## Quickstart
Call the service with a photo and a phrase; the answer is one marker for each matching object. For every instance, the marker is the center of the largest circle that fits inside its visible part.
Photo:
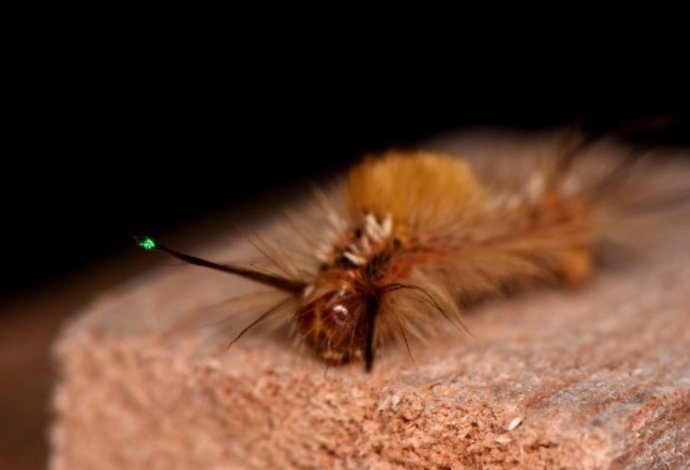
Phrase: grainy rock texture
(592, 378)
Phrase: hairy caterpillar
(411, 237)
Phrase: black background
(100, 153)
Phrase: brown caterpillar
(410, 237)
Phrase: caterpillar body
(410, 238)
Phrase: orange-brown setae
(409, 238)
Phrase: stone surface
(592, 378)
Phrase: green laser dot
(147, 243)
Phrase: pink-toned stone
(593, 378)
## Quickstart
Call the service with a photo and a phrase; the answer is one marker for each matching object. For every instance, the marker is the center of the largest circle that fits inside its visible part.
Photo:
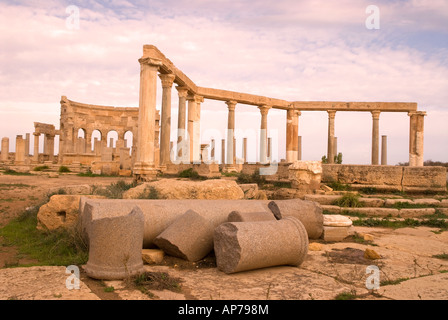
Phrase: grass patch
(244, 178)
(7, 186)
(191, 174)
(407, 205)
(350, 200)
(63, 169)
(443, 256)
(393, 282)
(41, 168)
(346, 296)
(54, 248)
(337, 186)
(114, 190)
(157, 281)
(16, 173)
(395, 224)
(368, 190)
(149, 193)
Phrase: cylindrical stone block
(308, 212)
(115, 246)
(236, 216)
(189, 237)
(160, 214)
(242, 246)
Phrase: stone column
(269, 152)
(383, 150)
(245, 150)
(230, 136)
(27, 145)
(167, 84)
(264, 109)
(330, 148)
(212, 150)
(36, 147)
(194, 129)
(335, 146)
(144, 167)
(20, 150)
(181, 117)
(295, 134)
(289, 136)
(223, 151)
(5, 149)
(375, 136)
(416, 134)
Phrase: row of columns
(191, 150)
(415, 138)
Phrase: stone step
(378, 202)
(385, 212)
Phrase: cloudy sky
(287, 49)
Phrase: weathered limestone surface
(236, 216)
(152, 256)
(305, 175)
(186, 189)
(159, 214)
(115, 246)
(189, 237)
(282, 242)
(60, 211)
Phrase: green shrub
(41, 168)
(63, 169)
(191, 174)
(349, 200)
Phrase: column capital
(182, 91)
(151, 62)
(376, 114)
(417, 113)
(264, 109)
(231, 104)
(167, 80)
(195, 98)
(331, 114)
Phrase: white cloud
(294, 51)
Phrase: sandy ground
(407, 268)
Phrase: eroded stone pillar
(5, 149)
(230, 136)
(375, 136)
(264, 109)
(223, 151)
(383, 150)
(292, 131)
(194, 129)
(20, 150)
(181, 117)
(165, 130)
(144, 167)
(245, 150)
(330, 148)
(416, 135)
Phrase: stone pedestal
(5, 149)
(115, 246)
(189, 237)
(241, 246)
(305, 175)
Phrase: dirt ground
(410, 266)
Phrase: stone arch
(112, 135)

• Task
Skip every picture, and give the rest of the material above again exactly.

• Task result
## Quickstart
Call the service with a photo and a phrase; the answer is one marker for each matching object. For every instance, the marker is the center of the largest circle that fits inside its visible part.
Photo:
Phrase: grainy rock texture
(592, 378)
Phrase: hairy caterpillar
(411, 237)
Phrase: black background
(100, 153)
Phrase: brown caterpillar
(410, 237)
Phrase: caterpillar body
(410, 238)
Phrase: orange-brown setae
(409, 238)
Phrase: stone surface
(592, 378)
Phrase: green laser dot
(147, 243)
Phrase: pink-toned stone
(593, 378)
## Quickstart
Call the service with a photo and a phrase; the answer is one marker for each matching object. For every instance, the marker is the center of the largest circle that fits inside its visible part.
Photo:
Phrase: grass patch
(244, 178)
(7, 186)
(191, 174)
(407, 205)
(350, 200)
(63, 169)
(443, 256)
(393, 282)
(41, 168)
(346, 296)
(54, 248)
(337, 186)
(114, 190)
(157, 281)
(16, 173)
(395, 224)
(368, 190)
(149, 193)
Phrase: cylindrical stone block
(308, 212)
(115, 246)
(236, 216)
(189, 237)
(160, 214)
(242, 246)
Phrase: stone column
(269, 152)
(383, 150)
(245, 150)
(230, 136)
(27, 145)
(167, 84)
(264, 109)
(330, 148)
(212, 150)
(36, 147)
(194, 129)
(335, 146)
(144, 167)
(20, 150)
(181, 117)
(295, 134)
(289, 136)
(223, 151)
(5, 149)
(375, 136)
(416, 134)
Phrase: row of columns
(191, 150)
(415, 138)
Phrase: stone step
(378, 202)
(385, 212)
Phrase: cloudy sky
(287, 49)
Phrase: weathered limestone surface
(236, 216)
(152, 256)
(305, 175)
(186, 189)
(159, 214)
(115, 246)
(189, 237)
(282, 242)
(60, 211)
Phrase: green shrub
(41, 168)
(63, 169)
(191, 174)
(349, 200)
Phrase: column capital
(182, 91)
(151, 62)
(376, 114)
(417, 113)
(264, 109)
(231, 104)
(167, 80)
(195, 98)
(331, 114)
Phrase: white cloud
(294, 51)
Phrase: sandy ground
(407, 268)
Phrase: eroded stone pillar
(5, 149)
(230, 136)
(375, 136)
(264, 109)
(223, 151)
(383, 150)
(292, 131)
(194, 129)
(20, 150)
(181, 117)
(165, 130)
(144, 167)
(245, 150)
(330, 148)
(416, 135)
Phrase: stone pedestal
(5, 149)
(115, 246)
(189, 237)
(241, 246)
(305, 175)
Phrase: dirt ground
(410, 266)
Phrase: stone arch
(112, 135)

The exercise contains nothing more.